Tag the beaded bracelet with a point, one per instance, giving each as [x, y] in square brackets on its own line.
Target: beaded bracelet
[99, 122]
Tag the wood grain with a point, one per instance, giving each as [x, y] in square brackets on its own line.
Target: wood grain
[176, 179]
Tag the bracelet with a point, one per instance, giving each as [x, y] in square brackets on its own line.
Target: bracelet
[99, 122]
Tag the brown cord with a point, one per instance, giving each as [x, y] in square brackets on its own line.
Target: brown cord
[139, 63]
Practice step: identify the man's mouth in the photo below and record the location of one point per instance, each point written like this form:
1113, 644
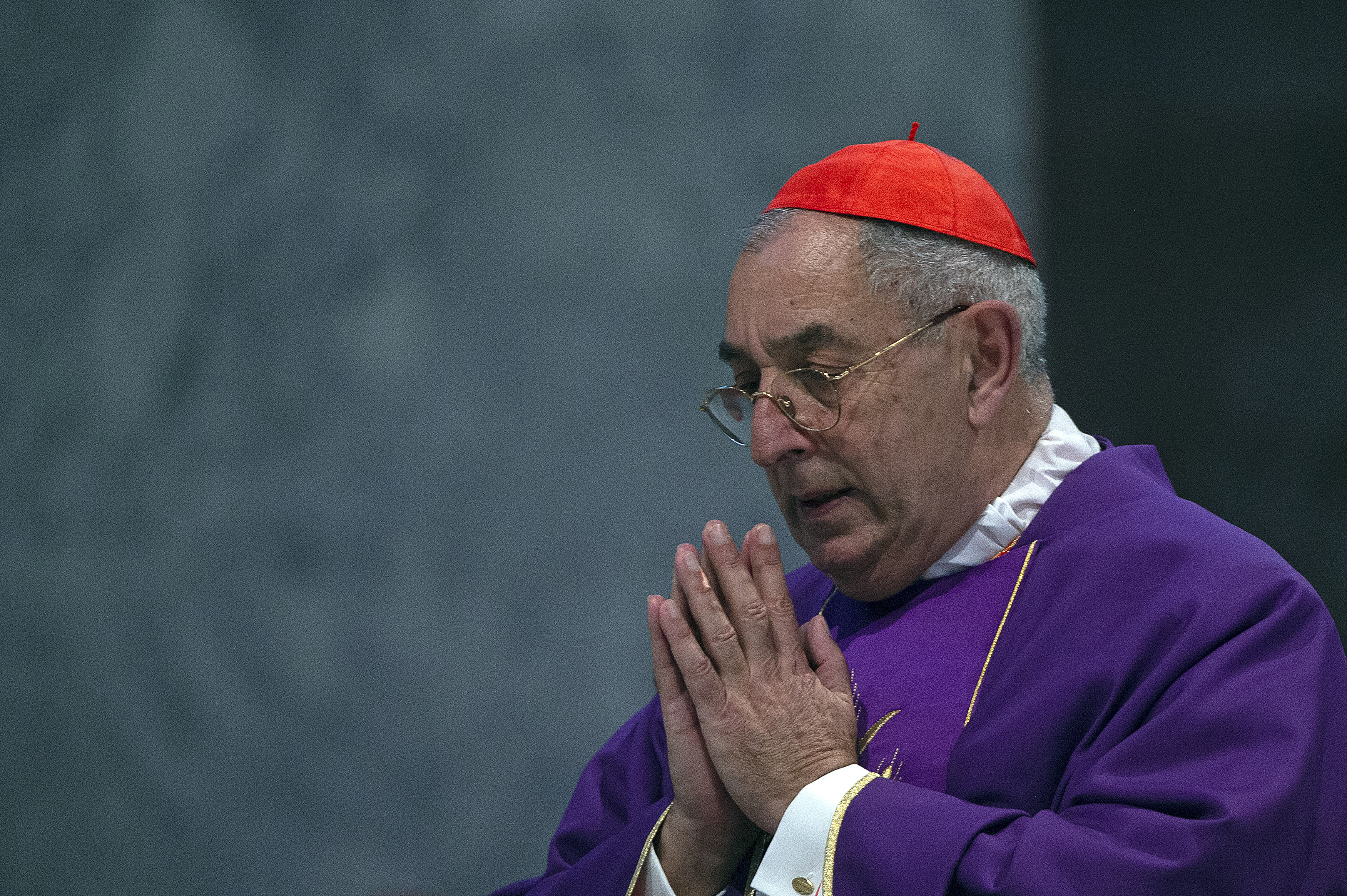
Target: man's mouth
814, 504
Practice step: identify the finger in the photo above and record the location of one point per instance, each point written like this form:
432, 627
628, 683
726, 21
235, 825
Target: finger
668, 682
743, 603
770, 577
700, 677
720, 639
679, 596
826, 657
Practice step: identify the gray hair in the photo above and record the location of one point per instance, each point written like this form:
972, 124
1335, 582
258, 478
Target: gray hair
929, 273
..............................
Please transcribe the material above exactly as written. Leave the pictures out.

Tag the beaded bracelet with a point, one per instance, giving each as [x, y] in square brackets on its own line.
Target: beaded bracelet
[99, 122]
Tag the wood grain with a point, one per instance, giving each as [x, y] in square brackets on its own line.
Target: wood grain
[176, 179]
Tag the bracelet with a point, one per instance, giving each as [x, y] in square brackets on its own line.
Target: bracelet
[99, 122]
Tag the brown cord with a point, one per instance, giving each as [x, y] in square brackets on its own line.
Target: brown cord
[139, 63]
Practice step: identify the man's mouth in the photo below and record the location of one point per instance, each point written like this form:
1113, 644
Target: man's mouth
814, 504
Practice step: identify the finger in the photo above and record the location of one point per instance, each point written like this form:
432, 627
628, 683
726, 21
235, 825
Target: finger
668, 682
743, 603
770, 577
700, 677
720, 639
679, 596
826, 657
Practice step: identify the gray hair in the photo above and record the location of one point per instance, each point written like this form:
972, 124
1335, 582
258, 478
Target: gray hair
929, 273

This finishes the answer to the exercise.